--- Records for the task ---
*****

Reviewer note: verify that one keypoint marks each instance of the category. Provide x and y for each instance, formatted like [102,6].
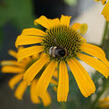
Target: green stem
[106,82]
[105,33]
[63,106]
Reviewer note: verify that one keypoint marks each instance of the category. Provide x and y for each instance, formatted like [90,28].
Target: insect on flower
[59,47]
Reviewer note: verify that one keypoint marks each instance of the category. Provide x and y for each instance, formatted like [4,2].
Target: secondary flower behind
[19,68]
[60,46]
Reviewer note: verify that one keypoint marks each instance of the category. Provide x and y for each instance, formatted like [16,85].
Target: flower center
[62,42]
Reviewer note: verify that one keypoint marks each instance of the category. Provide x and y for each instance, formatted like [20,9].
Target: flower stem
[63,106]
[106,82]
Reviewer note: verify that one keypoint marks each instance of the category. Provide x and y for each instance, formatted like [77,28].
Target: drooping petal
[13,53]
[65,20]
[33,32]
[53,82]
[55,74]
[33,94]
[20,90]
[45,78]
[95,51]
[43,21]
[95,63]
[26,40]
[35,68]
[14,80]
[11,69]
[63,85]
[29,51]
[82,78]
[105,11]
[104,103]
[11,62]
[46,99]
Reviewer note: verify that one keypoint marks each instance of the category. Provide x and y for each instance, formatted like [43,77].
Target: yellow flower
[104,103]
[59,46]
[105,11]
[18,68]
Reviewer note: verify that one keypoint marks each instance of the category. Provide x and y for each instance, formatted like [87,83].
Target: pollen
[63,37]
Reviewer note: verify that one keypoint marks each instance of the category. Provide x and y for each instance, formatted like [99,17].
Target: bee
[57,52]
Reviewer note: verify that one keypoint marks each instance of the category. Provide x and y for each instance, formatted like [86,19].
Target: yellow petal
[83,28]
[33,94]
[11,62]
[63,85]
[95,63]
[34,69]
[12,69]
[104,100]
[29,51]
[45,78]
[55,74]
[95,51]
[105,11]
[43,21]
[103,1]
[15,80]
[76,26]
[54,82]
[46,99]
[104,103]
[26,40]
[13,53]
[20,90]
[32,32]
[82,78]
[65,20]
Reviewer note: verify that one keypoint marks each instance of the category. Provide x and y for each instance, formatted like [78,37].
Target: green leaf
[19,12]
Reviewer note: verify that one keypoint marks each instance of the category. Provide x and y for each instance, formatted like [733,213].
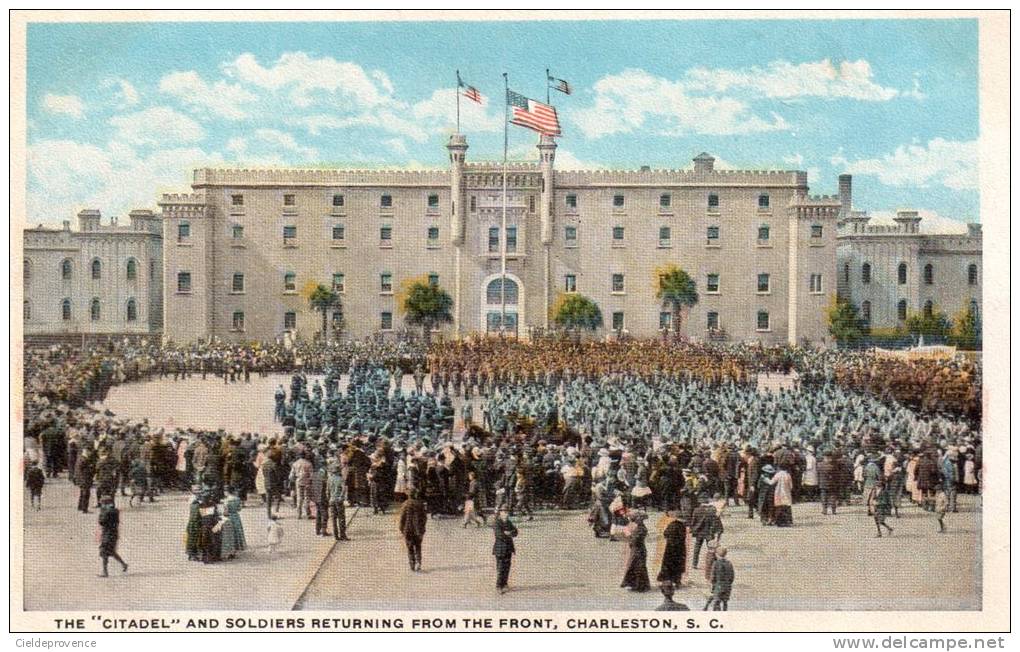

*****

--- Request ---
Please filter the items above down to every line that contains the string "category", and copy each such line in full. Case counts.

--- Full output ---
Reviewer note: verify that one keypoint marks each instance of the category. Provide x and y for each instance, formatted like [102,6].
Reviewer note: verify that one keypoint marks each instance of the category. Provide x and y for each instance, formatted like [90,28].
Reviewer note: verify that one keypoint marks each instance of the category. Provide x and y for each instance, formatted like [4,2].
Reviewer note: verify that one keypoint marks each instance of the category. Provide x and y for each instance, formatted like [16,85].
Reviewer note: verify that one keypoint marks each instance of the category. Provide x and y for each instance, formatted like [20,9].
Reviewer note: verify that one keypoint marks each instance of the category. Provide x and y for each instance, formatted like [77,28].
Reviewer note: verify that one keypoint marks each instance of the category. Provide x and y for each instance, formatted like [43,77].
Reviewer note: verify that one keypoint marks each instance of the category. Provide x and y for each instance, formatted like [87,83].
Reviewer note: verify that one keypoint marks each instance of the category. Provide x and y for each instance, formatted like [99,17].
Reviewer note: verify that one keypoint marks each instance of the category. Provide x and y for each instance, formatted like [86,19].
Reviewer note: verify that one keypoint marks each instance of the category. Provide x and y for each instance, formatted like [78,37].
Reviewer note: verify that one keypoint marks each instance of the category. Provide x and y for each instance, formatted like [733,213].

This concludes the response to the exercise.